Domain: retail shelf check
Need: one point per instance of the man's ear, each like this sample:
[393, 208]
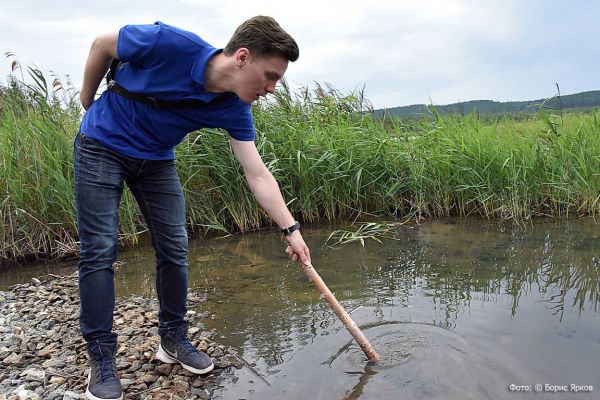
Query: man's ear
[242, 56]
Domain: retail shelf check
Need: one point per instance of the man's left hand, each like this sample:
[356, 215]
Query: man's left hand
[297, 250]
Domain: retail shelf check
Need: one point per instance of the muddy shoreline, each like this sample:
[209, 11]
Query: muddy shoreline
[42, 353]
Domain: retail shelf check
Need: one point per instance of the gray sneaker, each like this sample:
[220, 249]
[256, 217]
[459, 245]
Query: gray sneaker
[175, 349]
[103, 382]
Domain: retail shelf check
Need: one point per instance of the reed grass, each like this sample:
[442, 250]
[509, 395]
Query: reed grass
[333, 161]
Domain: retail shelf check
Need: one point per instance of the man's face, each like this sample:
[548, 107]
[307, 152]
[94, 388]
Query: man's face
[258, 76]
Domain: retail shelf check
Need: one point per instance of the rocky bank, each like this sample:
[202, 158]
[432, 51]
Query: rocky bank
[43, 356]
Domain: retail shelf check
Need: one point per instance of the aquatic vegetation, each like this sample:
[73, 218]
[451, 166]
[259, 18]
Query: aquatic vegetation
[333, 159]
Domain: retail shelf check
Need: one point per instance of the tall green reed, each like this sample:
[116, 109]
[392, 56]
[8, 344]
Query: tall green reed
[332, 159]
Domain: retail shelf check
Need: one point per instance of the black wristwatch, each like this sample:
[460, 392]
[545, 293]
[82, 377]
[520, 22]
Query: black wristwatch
[291, 229]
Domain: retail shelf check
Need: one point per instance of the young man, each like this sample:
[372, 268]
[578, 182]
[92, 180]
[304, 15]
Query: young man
[169, 82]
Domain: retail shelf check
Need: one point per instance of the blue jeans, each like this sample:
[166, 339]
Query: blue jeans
[99, 177]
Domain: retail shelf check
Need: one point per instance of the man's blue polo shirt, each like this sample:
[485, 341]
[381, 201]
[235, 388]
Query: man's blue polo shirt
[166, 63]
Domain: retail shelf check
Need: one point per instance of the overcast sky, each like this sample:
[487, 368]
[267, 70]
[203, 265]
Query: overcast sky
[404, 52]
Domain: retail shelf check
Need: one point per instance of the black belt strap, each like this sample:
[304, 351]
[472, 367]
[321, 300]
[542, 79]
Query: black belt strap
[158, 103]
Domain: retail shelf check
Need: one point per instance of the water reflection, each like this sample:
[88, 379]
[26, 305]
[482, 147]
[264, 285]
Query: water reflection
[517, 295]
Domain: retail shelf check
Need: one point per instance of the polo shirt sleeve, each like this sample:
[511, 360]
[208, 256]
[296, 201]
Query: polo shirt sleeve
[240, 125]
[137, 42]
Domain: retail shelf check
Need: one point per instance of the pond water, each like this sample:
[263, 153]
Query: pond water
[456, 309]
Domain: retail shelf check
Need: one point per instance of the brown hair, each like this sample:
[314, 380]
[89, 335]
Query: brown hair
[263, 37]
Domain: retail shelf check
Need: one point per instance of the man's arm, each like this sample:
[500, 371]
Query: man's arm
[102, 52]
[264, 187]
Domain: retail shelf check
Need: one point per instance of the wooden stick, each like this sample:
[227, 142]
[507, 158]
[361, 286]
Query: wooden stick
[354, 330]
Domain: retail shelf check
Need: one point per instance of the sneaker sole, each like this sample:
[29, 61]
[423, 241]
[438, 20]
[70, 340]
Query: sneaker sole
[164, 357]
[90, 396]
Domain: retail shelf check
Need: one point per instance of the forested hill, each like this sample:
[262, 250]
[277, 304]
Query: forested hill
[581, 100]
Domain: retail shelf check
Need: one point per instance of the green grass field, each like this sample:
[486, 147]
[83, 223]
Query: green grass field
[332, 159]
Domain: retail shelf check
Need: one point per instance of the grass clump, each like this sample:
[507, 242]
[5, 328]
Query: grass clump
[332, 158]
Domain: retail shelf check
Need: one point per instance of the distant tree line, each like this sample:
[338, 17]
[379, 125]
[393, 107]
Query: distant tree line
[583, 100]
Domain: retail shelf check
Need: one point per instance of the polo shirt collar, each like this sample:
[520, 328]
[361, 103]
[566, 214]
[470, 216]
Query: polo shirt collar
[202, 59]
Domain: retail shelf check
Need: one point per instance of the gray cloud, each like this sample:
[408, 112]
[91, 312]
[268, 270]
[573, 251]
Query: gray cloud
[403, 52]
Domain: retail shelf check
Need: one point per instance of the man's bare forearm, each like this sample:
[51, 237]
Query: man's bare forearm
[267, 193]
[102, 51]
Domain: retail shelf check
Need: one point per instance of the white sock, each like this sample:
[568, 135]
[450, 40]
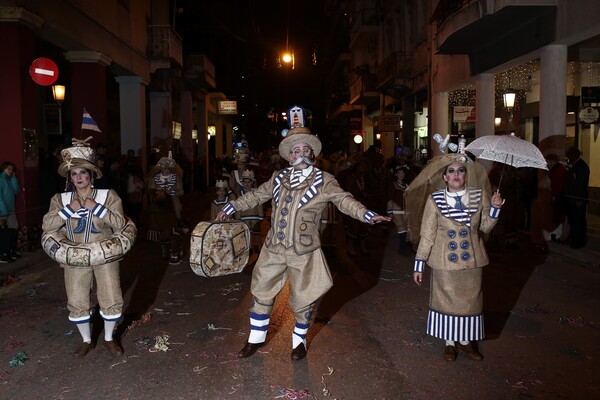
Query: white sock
[85, 331]
[109, 327]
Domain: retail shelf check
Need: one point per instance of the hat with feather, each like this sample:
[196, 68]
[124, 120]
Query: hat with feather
[79, 155]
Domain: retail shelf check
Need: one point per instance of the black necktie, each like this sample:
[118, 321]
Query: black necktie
[459, 204]
[295, 179]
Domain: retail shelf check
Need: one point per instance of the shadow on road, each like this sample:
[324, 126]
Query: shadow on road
[504, 279]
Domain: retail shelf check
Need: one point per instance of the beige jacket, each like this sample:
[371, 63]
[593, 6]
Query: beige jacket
[296, 215]
[451, 239]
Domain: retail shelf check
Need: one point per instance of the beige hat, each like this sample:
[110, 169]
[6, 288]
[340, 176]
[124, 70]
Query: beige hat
[80, 155]
[248, 174]
[222, 184]
[166, 162]
[298, 134]
[241, 158]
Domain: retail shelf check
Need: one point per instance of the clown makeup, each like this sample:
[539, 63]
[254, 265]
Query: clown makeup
[455, 177]
[301, 153]
[247, 183]
[80, 177]
[221, 193]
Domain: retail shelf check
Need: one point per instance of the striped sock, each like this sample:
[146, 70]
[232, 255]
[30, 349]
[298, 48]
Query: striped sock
[259, 325]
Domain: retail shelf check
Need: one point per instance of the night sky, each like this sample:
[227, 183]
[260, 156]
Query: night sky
[243, 38]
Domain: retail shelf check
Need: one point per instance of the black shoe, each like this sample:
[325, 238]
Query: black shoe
[450, 353]
[299, 352]
[470, 349]
[249, 349]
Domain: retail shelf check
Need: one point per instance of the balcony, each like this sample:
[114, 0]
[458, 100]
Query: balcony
[493, 32]
[200, 72]
[364, 91]
[164, 47]
[365, 27]
[394, 74]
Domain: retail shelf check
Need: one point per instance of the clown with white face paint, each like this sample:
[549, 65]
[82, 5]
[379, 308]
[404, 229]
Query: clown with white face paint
[451, 243]
[87, 215]
[292, 249]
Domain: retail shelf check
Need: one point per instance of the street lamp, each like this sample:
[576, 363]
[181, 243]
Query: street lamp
[58, 93]
[509, 98]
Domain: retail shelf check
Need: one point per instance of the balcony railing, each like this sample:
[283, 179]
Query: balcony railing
[164, 42]
[363, 86]
[395, 66]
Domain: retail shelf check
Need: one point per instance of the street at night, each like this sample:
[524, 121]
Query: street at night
[368, 340]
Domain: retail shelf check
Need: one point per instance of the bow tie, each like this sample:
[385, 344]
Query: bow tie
[295, 178]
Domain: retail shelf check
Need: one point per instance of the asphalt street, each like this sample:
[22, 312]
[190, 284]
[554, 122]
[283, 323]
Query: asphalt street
[181, 332]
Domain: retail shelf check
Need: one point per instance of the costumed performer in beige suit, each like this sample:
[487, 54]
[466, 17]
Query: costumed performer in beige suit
[88, 215]
[292, 249]
[454, 220]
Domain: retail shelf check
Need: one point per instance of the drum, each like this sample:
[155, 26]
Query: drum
[219, 248]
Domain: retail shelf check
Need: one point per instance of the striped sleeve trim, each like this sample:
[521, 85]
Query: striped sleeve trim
[99, 210]
[67, 212]
[494, 212]
[369, 216]
[229, 209]
[419, 265]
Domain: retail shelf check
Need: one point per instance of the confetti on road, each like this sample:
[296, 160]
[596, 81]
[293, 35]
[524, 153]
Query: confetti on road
[18, 360]
[212, 327]
[293, 394]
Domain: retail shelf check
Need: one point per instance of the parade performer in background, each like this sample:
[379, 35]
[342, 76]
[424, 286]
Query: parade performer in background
[451, 243]
[86, 215]
[223, 196]
[395, 206]
[292, 249]
[165, 188]
[9, 224]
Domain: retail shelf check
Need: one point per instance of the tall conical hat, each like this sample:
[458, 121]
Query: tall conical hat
[79, 155]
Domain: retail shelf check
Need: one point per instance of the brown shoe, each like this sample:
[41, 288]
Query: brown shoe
[114, 348]
[249, 349]
[450, 353]
[470, 350]
[83, 349]
[299, 352]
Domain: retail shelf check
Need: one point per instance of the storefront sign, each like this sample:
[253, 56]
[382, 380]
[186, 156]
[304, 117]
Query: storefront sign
[589, 115]
[227, 107]
[43, 71]
[390, 123]
[464, 114]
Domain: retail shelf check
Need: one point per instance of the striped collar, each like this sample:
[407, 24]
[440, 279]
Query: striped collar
[460, 216]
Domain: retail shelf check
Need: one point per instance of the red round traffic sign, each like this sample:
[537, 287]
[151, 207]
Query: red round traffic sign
[43, 71]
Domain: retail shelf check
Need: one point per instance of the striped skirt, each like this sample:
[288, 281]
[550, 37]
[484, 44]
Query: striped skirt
[456, 305]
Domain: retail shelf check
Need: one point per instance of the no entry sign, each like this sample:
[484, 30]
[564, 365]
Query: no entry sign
[43, 71]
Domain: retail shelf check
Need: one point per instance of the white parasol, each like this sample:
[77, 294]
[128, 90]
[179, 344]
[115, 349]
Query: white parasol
[509, 150]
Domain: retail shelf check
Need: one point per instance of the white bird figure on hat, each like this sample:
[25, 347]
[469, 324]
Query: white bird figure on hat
[445, 143]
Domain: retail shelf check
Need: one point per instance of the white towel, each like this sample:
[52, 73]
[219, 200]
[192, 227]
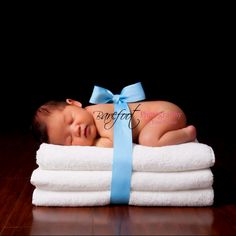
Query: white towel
[58, 180]
[200, 197]
[182, 157]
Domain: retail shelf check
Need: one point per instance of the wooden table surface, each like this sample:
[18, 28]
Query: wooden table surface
[19, 217]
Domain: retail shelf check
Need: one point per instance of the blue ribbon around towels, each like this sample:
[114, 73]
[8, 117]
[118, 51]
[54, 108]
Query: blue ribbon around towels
[122, 156]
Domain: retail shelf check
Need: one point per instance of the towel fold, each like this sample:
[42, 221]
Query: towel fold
[140, 181]
[182, 157]
[200, 197]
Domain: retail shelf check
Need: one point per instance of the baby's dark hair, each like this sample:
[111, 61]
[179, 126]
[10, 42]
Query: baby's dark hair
[39, 127]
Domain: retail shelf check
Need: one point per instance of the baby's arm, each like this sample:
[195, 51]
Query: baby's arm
[103, 142]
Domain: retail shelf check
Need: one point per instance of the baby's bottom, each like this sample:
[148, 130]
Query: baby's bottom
[165, 130]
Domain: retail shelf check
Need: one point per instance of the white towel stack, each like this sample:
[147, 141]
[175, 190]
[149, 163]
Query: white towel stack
[176, 175]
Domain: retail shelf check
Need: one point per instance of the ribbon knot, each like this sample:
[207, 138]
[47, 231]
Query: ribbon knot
[122, 154]
[116, 98]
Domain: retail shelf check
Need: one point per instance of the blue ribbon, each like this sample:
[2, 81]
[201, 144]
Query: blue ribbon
[122, 156]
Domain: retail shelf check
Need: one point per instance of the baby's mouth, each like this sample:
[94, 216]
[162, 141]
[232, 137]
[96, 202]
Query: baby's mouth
[85, 131]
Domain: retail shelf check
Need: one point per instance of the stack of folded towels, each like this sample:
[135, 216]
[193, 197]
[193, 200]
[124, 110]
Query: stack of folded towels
[176, 175]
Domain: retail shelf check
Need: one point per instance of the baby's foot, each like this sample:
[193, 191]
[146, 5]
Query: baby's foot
[191, 132]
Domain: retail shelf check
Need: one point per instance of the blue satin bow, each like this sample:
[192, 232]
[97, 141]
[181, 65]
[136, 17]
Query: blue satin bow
[122, 156]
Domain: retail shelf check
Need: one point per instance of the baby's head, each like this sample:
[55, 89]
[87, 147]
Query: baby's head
[64, 123]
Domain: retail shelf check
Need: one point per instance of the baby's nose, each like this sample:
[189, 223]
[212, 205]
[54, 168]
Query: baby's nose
[76, 130]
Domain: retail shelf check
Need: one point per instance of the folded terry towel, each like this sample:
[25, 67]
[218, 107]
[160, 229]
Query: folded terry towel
[59, 180]
[182, 157]
[200, 197]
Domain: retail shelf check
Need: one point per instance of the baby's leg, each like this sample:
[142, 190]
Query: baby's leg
[167, 128]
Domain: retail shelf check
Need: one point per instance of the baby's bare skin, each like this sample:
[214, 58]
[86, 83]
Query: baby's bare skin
[155, 123]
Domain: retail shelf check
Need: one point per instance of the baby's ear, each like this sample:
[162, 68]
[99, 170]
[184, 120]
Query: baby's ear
[73, 102]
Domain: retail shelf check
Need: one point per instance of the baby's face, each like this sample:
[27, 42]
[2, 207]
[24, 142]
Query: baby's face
[72, 126]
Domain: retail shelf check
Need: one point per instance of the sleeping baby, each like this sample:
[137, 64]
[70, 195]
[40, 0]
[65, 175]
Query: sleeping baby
[153, 123]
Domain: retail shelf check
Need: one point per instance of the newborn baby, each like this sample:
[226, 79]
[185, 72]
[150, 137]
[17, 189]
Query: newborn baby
[153, 123]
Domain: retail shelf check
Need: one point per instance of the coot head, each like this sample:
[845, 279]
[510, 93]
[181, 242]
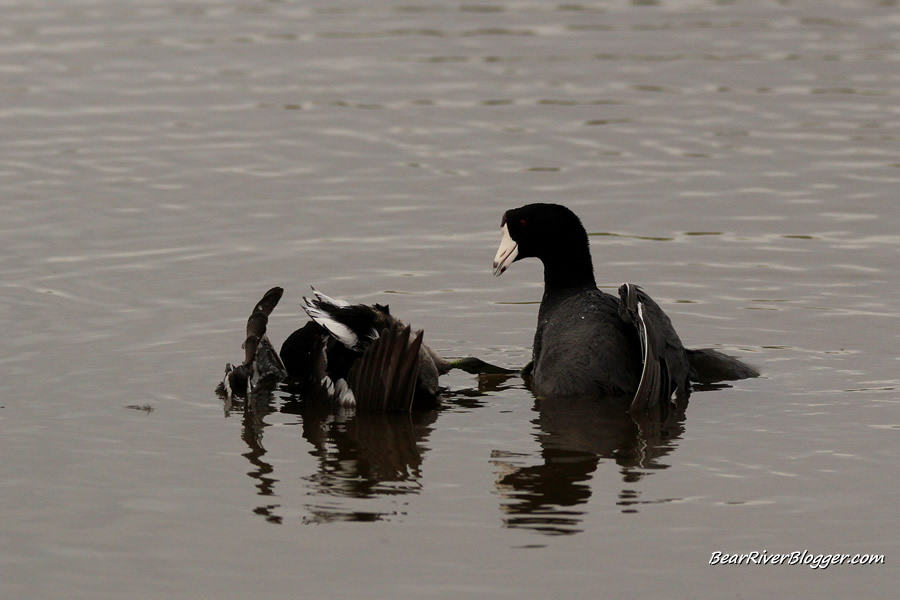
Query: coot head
[551, 233]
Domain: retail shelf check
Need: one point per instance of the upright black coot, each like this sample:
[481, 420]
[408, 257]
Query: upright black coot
[590, 343]
[350, 354]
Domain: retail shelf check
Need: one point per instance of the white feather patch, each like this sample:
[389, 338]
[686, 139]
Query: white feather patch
[323, 298]
[340, 331]
[343, 395]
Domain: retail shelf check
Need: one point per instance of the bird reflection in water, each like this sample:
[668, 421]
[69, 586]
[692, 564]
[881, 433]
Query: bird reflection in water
[360, 456]
[575, 435]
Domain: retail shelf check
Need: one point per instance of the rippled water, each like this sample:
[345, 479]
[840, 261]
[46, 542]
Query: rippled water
[164, 163]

^^^^

Aufgabenstellung: Suche im Material oben alle Zeilen, in denen die Zeichenfolge "hair" vorkommt, und gib jede davon unverändert wieder.

Ergebnis:
Need: one point per instance of the brown hair, each like this sample:
Query: brown hair
Need: one point per instance of the baby's dark hair, each like this sample:
Query: baby's dark hair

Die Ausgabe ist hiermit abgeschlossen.